- Opening Delimiter -

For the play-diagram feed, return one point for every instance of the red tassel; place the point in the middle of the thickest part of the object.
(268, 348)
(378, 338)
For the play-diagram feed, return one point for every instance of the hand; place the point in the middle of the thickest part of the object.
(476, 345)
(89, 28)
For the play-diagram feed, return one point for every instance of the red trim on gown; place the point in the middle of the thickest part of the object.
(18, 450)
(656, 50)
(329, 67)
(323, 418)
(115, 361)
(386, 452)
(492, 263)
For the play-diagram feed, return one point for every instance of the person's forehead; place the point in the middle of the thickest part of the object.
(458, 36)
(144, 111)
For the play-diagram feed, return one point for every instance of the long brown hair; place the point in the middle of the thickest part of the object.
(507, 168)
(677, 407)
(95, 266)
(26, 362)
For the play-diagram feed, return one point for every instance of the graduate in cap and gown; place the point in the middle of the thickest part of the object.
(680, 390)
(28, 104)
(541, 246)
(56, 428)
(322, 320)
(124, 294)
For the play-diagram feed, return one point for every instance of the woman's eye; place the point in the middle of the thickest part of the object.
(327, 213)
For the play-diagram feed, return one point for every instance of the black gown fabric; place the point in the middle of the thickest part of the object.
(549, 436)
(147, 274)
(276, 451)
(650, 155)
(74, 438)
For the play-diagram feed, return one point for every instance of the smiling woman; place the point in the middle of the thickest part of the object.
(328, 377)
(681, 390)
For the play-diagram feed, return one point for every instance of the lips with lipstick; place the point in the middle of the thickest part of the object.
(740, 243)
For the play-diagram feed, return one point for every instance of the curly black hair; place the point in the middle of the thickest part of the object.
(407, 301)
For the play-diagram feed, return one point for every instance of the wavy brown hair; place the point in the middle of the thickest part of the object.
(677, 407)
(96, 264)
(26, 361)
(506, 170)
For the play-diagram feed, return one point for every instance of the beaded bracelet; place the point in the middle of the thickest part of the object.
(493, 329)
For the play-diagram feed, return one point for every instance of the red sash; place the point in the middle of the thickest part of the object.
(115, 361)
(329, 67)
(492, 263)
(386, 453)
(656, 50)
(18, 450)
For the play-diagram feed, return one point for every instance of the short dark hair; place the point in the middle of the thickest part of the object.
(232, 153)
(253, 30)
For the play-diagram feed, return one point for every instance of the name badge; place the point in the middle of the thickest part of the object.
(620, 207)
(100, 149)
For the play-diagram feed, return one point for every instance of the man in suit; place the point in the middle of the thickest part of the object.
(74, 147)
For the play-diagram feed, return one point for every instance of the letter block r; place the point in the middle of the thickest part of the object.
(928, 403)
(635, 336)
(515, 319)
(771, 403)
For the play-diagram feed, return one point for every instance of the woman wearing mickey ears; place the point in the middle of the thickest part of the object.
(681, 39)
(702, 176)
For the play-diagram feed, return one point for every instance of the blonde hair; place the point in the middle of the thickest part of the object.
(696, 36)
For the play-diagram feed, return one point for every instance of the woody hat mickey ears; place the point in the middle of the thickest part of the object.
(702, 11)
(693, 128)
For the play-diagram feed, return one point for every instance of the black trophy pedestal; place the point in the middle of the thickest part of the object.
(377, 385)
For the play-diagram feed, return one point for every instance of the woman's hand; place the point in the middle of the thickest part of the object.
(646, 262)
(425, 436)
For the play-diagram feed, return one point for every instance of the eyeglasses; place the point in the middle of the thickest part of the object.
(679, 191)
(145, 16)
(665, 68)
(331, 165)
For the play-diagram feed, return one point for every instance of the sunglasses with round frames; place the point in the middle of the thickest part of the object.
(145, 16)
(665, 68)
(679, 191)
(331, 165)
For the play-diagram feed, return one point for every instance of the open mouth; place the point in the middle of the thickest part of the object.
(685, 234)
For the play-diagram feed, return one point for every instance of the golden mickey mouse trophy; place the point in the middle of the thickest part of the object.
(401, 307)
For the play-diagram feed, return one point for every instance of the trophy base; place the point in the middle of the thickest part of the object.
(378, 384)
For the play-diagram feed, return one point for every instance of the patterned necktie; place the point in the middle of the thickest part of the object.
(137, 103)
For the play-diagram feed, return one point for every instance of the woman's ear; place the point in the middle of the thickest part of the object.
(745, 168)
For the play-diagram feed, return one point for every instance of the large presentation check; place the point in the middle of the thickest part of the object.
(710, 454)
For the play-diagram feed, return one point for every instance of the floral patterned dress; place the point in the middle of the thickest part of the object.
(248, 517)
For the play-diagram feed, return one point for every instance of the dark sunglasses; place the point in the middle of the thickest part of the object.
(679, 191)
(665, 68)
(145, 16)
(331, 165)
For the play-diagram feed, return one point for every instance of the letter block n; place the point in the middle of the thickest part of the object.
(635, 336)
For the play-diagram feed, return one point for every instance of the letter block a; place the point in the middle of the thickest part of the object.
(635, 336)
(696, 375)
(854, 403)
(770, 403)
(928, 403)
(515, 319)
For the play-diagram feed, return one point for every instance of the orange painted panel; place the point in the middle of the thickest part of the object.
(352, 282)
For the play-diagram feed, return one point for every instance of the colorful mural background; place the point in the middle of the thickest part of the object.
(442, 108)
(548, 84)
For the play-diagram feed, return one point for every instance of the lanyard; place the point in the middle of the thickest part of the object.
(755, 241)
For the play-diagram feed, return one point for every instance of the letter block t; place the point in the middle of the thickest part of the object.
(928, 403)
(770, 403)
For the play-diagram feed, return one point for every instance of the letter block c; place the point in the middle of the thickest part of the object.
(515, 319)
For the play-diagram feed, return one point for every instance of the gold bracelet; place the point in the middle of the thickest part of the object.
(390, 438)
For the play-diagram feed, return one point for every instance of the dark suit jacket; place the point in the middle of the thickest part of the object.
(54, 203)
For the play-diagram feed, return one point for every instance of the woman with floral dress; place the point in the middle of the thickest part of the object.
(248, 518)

- Closing Delimiter -

Activity: Your answer should be the material, retyped exactly as written.

Answer for this exercise:
For the play-diagram feed, return one point for every instance of the red tassel; place the point in the middle of the thickest part of the object.
(268, 348)
(378, 338)
For the play-diagram feed, return one point for every instance of the hand; place the point in the middle of the thickest part of the object.
(476, 345)
(89, 28)
For the play-diagram feed, return one point for every instance of the red trim on gown; place the point in the middle of the thickest part of the object.
(18, 450)
(656, 50)
(329, 67)
(323, 418)
(115, 361)
(386, 452)
(492, 263)
For the play-diagram feed, return one point for every instance of the person's forehead; place the point in the middle of the thickest part of the object.
(458, 36)
(144, 111)
For the play-diagram feed, return one point for every instance of the long brown hair; place the point in the middle of the thickest part of the object.
(507, 168)
(677, 407)
(95, 266)
(26, 362)
For the play-diagram feed, return one point for every instance of the graduate in cap and gown; place the point in the middle of the thickest part of the object.
(680, 390)
(28, 104)
(541, 246)
(56, 428)
(322, 320)
(124, 294)
For the play-diagram feed, return one point for every instance of the woman's eye; place the point in the middle of the thickest part of the object.
(327, 213)
For the play-diagram feed, return one point for every instance of the black gown fabric; place the point in the middle of the thickest part of the object.
(549, 436)
(147, 274)
(276, 451)
(650, 155)
(74, 438)
For the play-diagram feed, return one point for every instance of the smiling woman; place the point in the middle of the thickest part of the object.
(328, 377)
(681, 390)
For the play-diagram feed, return one point for every instance of the lips with lipstick; place the point in the middle of the thickest part of the object.
(740, 243)
For the play-diagram feed, return one point for every instance of the curly black hair; place the point in the middle of the thickest part of the object.
(407, 301)
For the play-diagram feed, return one point for every instance of the wavy brown hair; place the point in the middle of the thickest part of the object.
(677, 407)
(96, 264)
(26, 361)
(506, 170)
For the play-diagram feed, return one point for every instance of the beaded bracelet; place the point in the middle of the thickest part of the object.
(493, 329)
For the play-diagram feed, return one point for every instance of the red sash; place the point in the middle of the thickest part of the object.
(115, 361)
(329, 67)
(492, 263)
(386, 453)
(656, 50)
(18, 450)
For the play-diagram feed, return one point for every instance of the short dark hair; place the point in the middle of the thickest part of the object.
(232, 153)
(253, 30)
For the play-diagram feed, return one point for every instance of the name badge; place the point in the middle of the thickest part of the object.
(620, 207)
(100, 149)
For the play-diagram feed, return one point for every instance of the man in suit; place the point in the middle of the thickest part of the object.
(74, 147)
For the play-diagram feed, return one point for every instance of the letter block r; place the point in the middle of the thickest part of the object.
(928, 403)
(635, 336)
(515, 319)
(771, 403)
For the play-diagram feed, return one point for every instance of the woman wearing mickey ears; place the point in the middle of the thickest part of the object.
(681, 39)
(702, 176)
For the play-diagram feed, return one point for every instance of the blonde hair; place the point in the middle of the thickest part of the object.
(696, 36)
For the play-diagram feed, return one point for every instance of the woody hat mickey ears; place the point in the middle of the thickest part of the object.
(702, 11)
(693, 128)
For the play-diagram feed, return one point for every instance of the black trophy pedestal; place the point in the middle of the thickest part of the object.
(377, 385)
For the play-diagram feed, return one point for every instance of the woman's hand; place the point in the middle of the thickest part of the object.
(646, 262)
(425, 436)
For the play-diagram feed, return one point for every instance of the eyeglasses; place the point in the middle of the thickest part of the object.
(679, 191)
(145, 16)
(665, 68)
(331, 165)
For the play-diagram feed, return one point for every instance of the sunglasses with round frames; place the point in the middle of the thickest part of the object.
(145, 16)
(665, 68)
(679, 191)
(331, 165)
For the play-diagram feed, return one point for every instance of the open mouth; place the point in the middle of the thickest part of the object.
(685, 234)
For the play-diagram feed, return one point for every instance of the golden mickey mouse trophy; place the point in the middle of the thickest part of the object.
(401, 307)
For the play-diagram feed, return one point for every instance of the trophy base; place the point in the middle of the thickest part of the object.
(378, 384)
For the play-diagram feed, return one point for every instance of the patterned necktie; place the point in the middle of the thickest part of the object.
(137, 103)
For the play-diagram feed, return one point for every instance of the woman's ear; place the point in the middle of the thickest part of the object.
(745, 168)
For the play-diagram feed, return one point for every instance of the large presentation check; place the point in the middle of the thickest part of the object.
(710, 454)
For the play-diagram feed, return one point for every instance of the floral patterned dress; place the point in the middle of the thickest part of the object.
(248, 517)
For the play-diagram feed, return one point for every instance of the dark sunglasses; place the point in the middle of the thickest part of the object.
(679, 191)
(665, 68)
(145, 16)
(331, 165)
For the play-diagram feed, return one point for every instance of the letter block n; place the point in the middle of the thickest part of the object.
(635, 336)
For the play-diagram feed, return one point for every instance of the letter block a; place the point in the middle of the thickest part of the object.
(635, 336)
(696, 375)
(854, 403)
(770, 403)
(928, 403)
(515, 319)
For the play-diagram feed, return one point for every instance of the orange painted panel; place the point in the middle of the thickest part of the object.
(352, 282)
For the play-diagram feed, return one point for every instance of the colorful mural background; place the point in the middle of the thickest part of the object.
(442, 108)
(548, 84)
For the play-diagram feed, return one point for every instance of the lanyard; place the point in the middle of the thickest part of the object.
(755, 241)
For the play-diagram feed, return one point for every instance of the letter block t; place the point in the middle of the thickest part of the object.
(928, 403)
(770, 403)
For the play-diagram feed, return one point for every instance of the letter block c; place the point in the middle of the thickest part of the object.
(515, 319)
For the play-diagram feed, return one point for every instance of the gold bracelet; place the point in the middle of the thickest part of the object.
(390, 438)
For the play-diagram feed, return one point for every instance of the dark suit jacket; place the point in the middle of the thickest part of the object.
(54, 203)
For the play-diagram feed, return one point for every instance of the woman with floral dress; place the point in the middle of the thickest part of the object.
(248, 518)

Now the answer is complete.